**PAGE TEXT**
- - - -

Cobra: GitHub Actions

Created on 8 Sep 2019  路  14Comments  路  Source: spf13/cobra

It seems that GitHub Actions (beta) is enabled for @spf13's repos, so it works here: https://github.com/spf13/cobra/actions

I think we should migrate from Travis CI (and maybe circleci) to GitHub Actions, and add macOS and Windows jobs too.

Ref #907

kinenhancement kinstale needs investigation

Most helpful comment

it seems like from a visibility and ease of maintenance perspective, keeping everything under github would allow for cleaner & more clearly defined user access.

Echoing a point from above, the integrations all being here might make it easier for contributors (maintainers and non-maintainers alike) to more easily help on tech-debt/workflow type chores as well as new feature development.

My only question is one of this internal workflow enhancements WRT overall project priority. Thats more a @jharshman call.

All 14 comments

I have no problem piloting Github Actions. But I would like to know what it get's us over what we already are using.

But I would like to know what it get's us over what we already are using.

  • Better integration of permissions. Since Actions is built in GitHub, it is possible to use secret tokens without explicitly managing/setting them. Moreover, API calls are internal between GitHub services, so there is a smaller surface for potential attacks/leaks/issues.

    • This is not used ATM. However, in the future I would suggest to deploy binaries of an example/demo project. This would allow to:

    • Have an example for users that want to have a feel of how a cobra CLI looks like.

    • Show developers an example of how to build, test and deploy an application based on cobra.

  • GNU/Linux, macOs and Windows platforms in the same service. Currently, GNU/Linux platforms are tested only.

    • Moreover, Travis and CircleCI seem to be duplicated. I don't know what is the motivation for this. My porposal would be to deprecate both of them in favour of Actions.

    • Startup time is much faster that Travis, and I'd say that much faster than CircleCI too.

  • Actions allow to have up to 20 workflows, where each workflow is a YAML file. Hence, having a single Action account is equivalent to having 20 Travis CI or CircleCI projects. This allows to have a set of tasks to be executed daily, others weekly, etc.

    • Workflows can be filtered depending on which source files were modified. This allows for fine granularity.

  • Actions are not about bash/python/golang CI/CD only. There is a toolkit that allows complex custom tasks that interact with GitHub.

    • For example, it is possible to have a task to automatically reply with a greeting comment to each issue opened by a new user. That's just a toy example.

    • This example, extracts the code blocks in the first comment of an issue and executes them in a job.

    • The results can be uploaded as artifacts of the job/test, the log or some summary can be added to the issue (as a comment), etc.

- - - -

**DATASET**
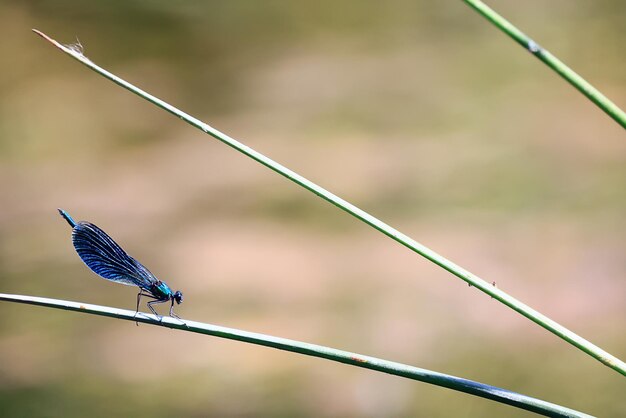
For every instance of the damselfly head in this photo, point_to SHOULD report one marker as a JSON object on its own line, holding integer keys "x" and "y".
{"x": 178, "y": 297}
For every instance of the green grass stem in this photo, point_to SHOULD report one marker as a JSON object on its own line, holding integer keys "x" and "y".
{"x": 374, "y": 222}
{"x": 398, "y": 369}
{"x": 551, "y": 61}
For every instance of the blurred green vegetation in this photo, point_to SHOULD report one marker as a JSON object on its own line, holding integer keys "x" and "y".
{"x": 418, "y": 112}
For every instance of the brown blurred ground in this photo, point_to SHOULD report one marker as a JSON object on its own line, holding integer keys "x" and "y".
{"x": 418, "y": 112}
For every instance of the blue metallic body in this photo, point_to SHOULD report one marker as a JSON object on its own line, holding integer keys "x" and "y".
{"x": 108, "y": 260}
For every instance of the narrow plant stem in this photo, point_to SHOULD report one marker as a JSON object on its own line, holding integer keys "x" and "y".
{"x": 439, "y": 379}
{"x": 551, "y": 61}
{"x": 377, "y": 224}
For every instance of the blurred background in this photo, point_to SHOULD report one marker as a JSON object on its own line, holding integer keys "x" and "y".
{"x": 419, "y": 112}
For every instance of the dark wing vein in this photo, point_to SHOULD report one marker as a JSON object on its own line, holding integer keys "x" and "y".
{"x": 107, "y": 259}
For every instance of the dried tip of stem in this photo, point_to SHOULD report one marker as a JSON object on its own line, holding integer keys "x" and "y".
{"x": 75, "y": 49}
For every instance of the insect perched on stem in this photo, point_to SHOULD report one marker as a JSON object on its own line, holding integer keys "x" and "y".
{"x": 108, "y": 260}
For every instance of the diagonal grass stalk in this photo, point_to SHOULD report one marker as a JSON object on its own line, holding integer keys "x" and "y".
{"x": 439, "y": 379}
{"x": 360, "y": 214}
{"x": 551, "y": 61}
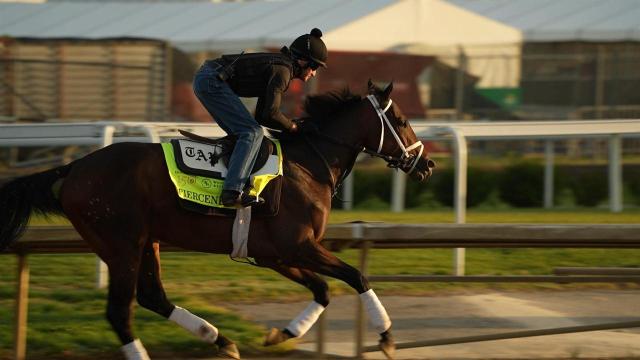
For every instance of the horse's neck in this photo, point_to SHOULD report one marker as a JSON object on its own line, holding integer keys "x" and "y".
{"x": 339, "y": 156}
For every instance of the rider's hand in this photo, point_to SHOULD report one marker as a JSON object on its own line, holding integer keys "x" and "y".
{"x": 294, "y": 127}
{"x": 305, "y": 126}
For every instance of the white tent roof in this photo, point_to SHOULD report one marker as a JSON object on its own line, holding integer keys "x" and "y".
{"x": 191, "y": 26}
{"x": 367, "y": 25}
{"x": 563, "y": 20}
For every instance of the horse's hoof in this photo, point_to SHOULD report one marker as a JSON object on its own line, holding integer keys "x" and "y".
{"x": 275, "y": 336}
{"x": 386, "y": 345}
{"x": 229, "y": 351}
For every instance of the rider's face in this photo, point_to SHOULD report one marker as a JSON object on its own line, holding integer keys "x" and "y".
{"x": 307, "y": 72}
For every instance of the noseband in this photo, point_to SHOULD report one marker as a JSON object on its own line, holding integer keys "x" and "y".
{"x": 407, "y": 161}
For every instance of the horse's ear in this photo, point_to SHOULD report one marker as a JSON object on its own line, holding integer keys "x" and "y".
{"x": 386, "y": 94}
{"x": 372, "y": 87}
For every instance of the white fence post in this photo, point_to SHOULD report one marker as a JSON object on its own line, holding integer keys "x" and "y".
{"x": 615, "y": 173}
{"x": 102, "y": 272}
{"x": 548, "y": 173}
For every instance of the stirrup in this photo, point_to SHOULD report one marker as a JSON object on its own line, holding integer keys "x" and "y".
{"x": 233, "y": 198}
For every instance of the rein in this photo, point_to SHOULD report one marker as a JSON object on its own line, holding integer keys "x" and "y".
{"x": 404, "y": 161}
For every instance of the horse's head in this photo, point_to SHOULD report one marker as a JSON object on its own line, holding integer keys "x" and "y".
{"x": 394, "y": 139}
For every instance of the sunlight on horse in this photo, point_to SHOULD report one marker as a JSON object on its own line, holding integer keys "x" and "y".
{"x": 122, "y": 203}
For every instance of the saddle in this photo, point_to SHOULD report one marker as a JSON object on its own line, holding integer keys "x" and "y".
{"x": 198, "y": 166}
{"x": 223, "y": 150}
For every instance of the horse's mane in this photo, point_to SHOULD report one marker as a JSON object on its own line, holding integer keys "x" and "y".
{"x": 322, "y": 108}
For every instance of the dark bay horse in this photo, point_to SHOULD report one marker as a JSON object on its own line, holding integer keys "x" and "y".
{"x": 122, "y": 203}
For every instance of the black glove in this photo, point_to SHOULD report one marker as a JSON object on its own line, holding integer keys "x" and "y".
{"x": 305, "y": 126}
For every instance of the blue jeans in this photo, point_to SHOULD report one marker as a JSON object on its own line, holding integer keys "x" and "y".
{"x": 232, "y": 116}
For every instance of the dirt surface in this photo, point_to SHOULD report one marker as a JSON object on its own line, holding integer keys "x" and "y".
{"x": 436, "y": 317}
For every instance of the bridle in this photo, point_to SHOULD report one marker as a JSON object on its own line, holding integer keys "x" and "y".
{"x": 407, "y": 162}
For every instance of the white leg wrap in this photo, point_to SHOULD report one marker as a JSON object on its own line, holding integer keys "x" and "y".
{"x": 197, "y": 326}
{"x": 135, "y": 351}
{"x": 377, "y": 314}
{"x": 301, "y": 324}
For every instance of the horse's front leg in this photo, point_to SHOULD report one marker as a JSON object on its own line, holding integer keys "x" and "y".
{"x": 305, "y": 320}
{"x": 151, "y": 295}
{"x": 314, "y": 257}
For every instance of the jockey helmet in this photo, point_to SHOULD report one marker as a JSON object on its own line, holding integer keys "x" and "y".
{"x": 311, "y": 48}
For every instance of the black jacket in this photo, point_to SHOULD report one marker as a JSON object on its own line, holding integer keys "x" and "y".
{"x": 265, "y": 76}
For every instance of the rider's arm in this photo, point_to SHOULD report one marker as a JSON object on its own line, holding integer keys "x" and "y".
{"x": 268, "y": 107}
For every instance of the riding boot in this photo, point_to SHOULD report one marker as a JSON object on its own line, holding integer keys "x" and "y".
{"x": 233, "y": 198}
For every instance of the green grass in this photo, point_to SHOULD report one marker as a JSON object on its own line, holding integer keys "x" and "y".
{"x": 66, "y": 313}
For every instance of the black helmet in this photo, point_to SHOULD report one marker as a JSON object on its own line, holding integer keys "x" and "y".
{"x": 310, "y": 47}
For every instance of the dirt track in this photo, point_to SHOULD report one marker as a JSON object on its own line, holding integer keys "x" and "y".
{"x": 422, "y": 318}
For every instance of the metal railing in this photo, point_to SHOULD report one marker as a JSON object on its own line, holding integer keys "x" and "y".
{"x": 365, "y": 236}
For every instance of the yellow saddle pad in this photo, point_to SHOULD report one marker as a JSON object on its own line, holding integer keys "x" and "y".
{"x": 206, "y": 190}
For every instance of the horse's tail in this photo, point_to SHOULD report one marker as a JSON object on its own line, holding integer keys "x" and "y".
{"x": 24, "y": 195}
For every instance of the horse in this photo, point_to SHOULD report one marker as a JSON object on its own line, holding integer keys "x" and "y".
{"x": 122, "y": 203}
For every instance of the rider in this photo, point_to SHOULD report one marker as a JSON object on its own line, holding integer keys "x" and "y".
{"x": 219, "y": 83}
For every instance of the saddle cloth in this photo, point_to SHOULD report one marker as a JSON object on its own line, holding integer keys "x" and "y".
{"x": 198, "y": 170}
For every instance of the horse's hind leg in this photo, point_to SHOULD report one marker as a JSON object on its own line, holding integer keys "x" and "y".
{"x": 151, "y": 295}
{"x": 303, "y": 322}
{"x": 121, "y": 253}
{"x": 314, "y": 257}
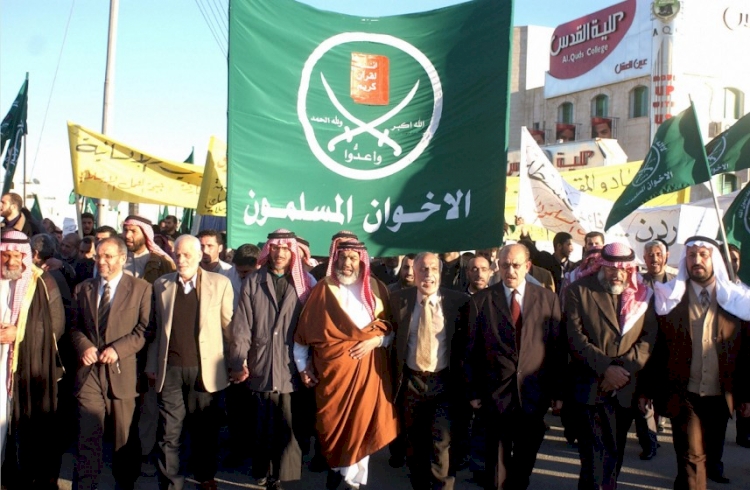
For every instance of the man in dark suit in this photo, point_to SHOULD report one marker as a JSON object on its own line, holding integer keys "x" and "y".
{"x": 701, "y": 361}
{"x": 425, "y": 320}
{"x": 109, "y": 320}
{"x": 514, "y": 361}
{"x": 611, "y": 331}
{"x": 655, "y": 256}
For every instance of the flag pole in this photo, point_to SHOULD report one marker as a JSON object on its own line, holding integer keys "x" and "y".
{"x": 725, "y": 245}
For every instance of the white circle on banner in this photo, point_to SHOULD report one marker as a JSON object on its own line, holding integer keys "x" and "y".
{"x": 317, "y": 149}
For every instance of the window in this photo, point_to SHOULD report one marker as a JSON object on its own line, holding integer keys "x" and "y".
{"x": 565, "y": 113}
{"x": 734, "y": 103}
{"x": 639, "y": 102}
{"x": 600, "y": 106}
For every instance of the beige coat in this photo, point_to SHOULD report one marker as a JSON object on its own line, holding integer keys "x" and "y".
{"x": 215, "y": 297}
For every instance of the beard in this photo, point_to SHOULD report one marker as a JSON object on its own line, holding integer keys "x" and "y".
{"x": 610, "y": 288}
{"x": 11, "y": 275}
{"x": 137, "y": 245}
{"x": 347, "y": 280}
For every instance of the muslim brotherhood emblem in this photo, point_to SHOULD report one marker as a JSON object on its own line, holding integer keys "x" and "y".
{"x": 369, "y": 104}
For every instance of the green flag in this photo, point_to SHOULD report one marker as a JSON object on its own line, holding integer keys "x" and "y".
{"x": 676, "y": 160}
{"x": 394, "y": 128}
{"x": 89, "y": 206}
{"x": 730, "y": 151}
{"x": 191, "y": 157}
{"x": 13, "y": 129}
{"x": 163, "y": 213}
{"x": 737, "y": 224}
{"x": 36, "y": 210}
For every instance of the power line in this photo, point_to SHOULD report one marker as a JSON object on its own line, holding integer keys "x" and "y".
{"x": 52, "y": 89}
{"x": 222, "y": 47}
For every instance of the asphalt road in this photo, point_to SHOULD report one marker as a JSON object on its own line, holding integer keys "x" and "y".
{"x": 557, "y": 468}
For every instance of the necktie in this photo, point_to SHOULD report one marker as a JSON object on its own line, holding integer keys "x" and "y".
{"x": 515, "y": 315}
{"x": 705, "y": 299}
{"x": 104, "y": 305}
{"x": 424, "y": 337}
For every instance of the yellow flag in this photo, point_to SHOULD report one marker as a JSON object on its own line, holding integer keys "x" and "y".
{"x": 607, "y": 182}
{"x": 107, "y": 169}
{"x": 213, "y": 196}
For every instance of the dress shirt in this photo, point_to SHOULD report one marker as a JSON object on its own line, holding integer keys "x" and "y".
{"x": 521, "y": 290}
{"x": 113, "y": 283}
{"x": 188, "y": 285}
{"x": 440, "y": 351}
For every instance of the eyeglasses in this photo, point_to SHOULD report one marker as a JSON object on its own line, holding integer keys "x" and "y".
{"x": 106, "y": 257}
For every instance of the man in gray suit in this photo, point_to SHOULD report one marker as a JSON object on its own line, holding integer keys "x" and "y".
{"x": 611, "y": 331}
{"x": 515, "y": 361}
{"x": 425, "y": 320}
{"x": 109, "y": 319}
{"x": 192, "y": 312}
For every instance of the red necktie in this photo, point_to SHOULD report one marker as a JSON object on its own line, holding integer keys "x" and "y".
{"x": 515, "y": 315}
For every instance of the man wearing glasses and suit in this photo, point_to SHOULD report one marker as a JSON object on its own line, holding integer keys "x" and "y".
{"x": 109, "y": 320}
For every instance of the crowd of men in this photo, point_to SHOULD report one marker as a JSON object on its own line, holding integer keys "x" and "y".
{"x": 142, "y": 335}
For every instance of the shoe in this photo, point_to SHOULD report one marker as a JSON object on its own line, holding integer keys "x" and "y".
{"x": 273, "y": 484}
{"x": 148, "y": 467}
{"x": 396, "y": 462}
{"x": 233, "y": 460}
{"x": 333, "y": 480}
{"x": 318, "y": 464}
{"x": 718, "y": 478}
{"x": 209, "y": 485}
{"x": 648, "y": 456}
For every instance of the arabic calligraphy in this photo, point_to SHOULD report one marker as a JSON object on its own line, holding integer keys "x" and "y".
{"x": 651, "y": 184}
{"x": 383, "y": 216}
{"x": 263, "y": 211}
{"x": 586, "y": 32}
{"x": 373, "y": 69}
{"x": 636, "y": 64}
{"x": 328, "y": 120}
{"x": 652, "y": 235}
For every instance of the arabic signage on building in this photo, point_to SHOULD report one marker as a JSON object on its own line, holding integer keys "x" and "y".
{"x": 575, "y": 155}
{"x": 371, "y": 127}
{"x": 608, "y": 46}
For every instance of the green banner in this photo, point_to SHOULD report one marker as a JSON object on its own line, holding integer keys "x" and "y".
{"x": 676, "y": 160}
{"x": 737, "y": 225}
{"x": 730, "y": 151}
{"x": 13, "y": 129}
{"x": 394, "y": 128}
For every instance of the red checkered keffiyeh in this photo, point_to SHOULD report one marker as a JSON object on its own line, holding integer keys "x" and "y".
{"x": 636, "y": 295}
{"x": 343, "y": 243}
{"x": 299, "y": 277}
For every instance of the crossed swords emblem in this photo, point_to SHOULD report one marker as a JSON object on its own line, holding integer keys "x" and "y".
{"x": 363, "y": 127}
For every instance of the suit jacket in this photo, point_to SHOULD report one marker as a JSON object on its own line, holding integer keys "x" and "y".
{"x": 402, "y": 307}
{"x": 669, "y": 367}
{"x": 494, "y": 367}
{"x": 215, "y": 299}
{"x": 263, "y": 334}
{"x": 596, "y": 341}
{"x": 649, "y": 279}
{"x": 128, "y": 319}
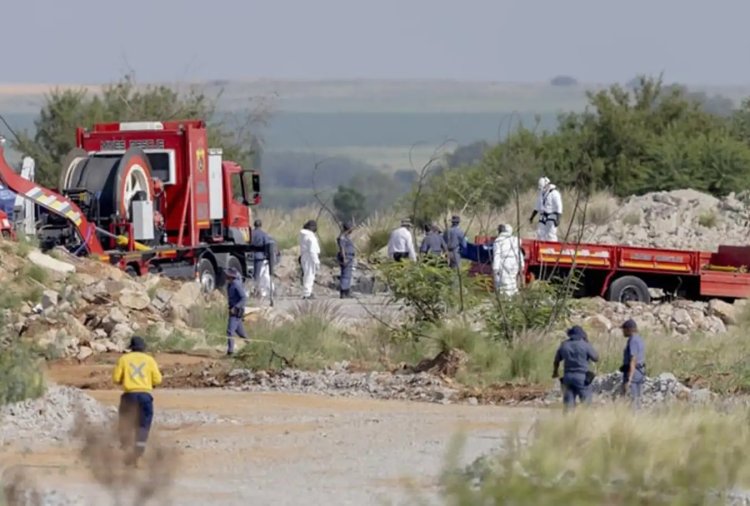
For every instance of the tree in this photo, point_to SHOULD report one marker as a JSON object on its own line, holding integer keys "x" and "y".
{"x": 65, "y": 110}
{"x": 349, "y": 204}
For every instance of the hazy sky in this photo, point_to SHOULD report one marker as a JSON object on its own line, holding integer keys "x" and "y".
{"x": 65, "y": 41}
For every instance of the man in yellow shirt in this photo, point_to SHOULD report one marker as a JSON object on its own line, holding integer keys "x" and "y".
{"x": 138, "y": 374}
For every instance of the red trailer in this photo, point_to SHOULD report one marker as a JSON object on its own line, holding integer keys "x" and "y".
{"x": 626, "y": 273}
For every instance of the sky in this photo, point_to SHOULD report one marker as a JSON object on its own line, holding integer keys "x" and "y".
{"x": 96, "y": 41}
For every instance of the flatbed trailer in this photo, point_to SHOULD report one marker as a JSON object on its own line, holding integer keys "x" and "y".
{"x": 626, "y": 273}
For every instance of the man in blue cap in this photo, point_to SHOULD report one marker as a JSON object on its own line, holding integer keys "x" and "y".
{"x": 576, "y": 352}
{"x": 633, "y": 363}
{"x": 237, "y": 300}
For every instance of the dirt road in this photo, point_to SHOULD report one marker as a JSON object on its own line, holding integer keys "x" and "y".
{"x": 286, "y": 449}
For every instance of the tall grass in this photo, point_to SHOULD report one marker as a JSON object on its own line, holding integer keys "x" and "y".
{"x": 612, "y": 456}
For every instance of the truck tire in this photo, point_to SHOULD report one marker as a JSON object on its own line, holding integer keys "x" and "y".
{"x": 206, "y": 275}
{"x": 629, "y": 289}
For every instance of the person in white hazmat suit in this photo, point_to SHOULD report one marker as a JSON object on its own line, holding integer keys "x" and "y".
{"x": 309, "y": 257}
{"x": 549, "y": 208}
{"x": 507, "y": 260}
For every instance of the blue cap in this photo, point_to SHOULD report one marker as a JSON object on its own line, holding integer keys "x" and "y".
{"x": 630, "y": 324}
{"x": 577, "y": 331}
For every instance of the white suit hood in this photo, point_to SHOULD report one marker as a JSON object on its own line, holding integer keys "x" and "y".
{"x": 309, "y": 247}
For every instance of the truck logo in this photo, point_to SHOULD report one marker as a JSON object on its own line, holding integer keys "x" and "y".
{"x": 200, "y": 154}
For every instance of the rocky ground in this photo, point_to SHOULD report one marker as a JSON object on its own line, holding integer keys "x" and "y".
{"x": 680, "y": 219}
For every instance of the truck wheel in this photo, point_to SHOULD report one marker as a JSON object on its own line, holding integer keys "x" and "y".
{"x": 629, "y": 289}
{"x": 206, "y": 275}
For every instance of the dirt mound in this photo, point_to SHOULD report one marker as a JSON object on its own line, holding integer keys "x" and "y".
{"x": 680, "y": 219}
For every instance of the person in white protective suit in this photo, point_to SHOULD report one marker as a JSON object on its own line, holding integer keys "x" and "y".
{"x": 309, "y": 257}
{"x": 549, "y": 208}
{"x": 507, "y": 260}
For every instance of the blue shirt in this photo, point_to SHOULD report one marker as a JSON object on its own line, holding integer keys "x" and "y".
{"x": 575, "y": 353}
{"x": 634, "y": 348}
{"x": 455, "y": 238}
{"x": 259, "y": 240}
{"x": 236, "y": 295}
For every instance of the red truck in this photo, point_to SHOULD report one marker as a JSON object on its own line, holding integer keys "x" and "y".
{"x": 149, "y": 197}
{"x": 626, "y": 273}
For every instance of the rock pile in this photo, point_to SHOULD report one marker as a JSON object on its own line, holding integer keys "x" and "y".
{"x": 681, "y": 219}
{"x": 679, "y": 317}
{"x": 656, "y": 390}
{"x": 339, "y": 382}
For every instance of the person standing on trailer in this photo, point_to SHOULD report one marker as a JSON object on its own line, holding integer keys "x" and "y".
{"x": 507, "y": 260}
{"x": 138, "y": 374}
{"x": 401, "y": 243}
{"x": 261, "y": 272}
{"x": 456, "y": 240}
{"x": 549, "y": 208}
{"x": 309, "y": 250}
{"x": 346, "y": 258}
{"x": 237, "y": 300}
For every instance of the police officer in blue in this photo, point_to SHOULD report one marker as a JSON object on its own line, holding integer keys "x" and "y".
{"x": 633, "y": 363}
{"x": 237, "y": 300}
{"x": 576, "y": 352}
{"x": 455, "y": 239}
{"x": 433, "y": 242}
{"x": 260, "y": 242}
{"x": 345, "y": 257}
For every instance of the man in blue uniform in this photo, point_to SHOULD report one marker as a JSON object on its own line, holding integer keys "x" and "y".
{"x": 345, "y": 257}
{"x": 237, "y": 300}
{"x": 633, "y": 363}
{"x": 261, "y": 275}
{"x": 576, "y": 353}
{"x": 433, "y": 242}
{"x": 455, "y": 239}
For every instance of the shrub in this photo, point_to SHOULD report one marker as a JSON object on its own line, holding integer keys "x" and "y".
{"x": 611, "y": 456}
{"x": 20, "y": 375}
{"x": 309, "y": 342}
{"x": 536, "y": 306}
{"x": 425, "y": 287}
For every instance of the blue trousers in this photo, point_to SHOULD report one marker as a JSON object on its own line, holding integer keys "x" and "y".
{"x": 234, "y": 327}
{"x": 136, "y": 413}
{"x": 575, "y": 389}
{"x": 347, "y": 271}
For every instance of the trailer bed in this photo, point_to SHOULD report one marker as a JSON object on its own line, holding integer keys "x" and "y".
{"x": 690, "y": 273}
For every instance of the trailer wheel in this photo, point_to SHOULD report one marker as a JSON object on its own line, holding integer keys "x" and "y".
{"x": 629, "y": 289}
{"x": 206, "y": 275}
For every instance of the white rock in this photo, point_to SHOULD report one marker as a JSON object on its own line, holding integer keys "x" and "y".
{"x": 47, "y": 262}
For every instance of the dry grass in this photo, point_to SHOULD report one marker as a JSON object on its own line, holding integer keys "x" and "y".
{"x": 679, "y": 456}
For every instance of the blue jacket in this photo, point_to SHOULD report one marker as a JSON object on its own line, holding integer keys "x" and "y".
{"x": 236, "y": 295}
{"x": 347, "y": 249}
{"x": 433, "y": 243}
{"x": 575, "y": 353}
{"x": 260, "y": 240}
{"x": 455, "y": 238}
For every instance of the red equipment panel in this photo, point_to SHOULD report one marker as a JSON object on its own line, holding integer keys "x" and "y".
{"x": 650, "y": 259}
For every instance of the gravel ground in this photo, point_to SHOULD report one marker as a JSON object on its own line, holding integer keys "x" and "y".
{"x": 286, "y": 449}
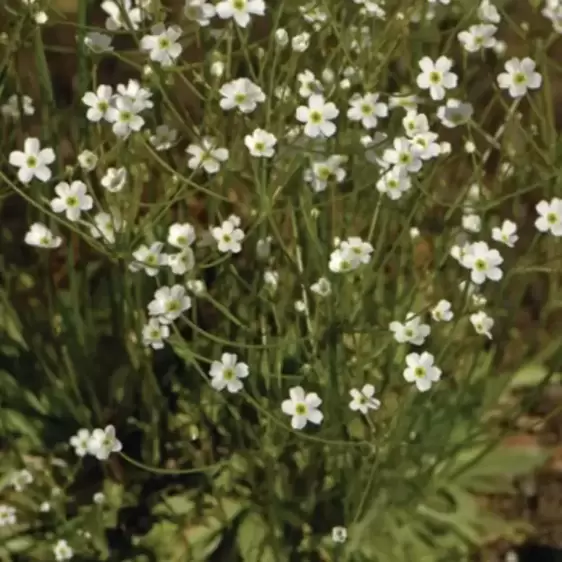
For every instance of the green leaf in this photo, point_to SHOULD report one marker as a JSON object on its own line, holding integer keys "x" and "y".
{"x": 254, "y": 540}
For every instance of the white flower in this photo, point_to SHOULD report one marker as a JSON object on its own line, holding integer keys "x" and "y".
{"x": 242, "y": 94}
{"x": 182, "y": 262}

- - - -

**WHAT YOU WILL DO**
In the GitHub Actions discussion, how many workflows does one Actions account allow, and what form does each workflow take? Rely only on the text to respond.

**OUTPUT FOR THIS EXERCISE**
Up to 20 workflows, each of them a YAML file.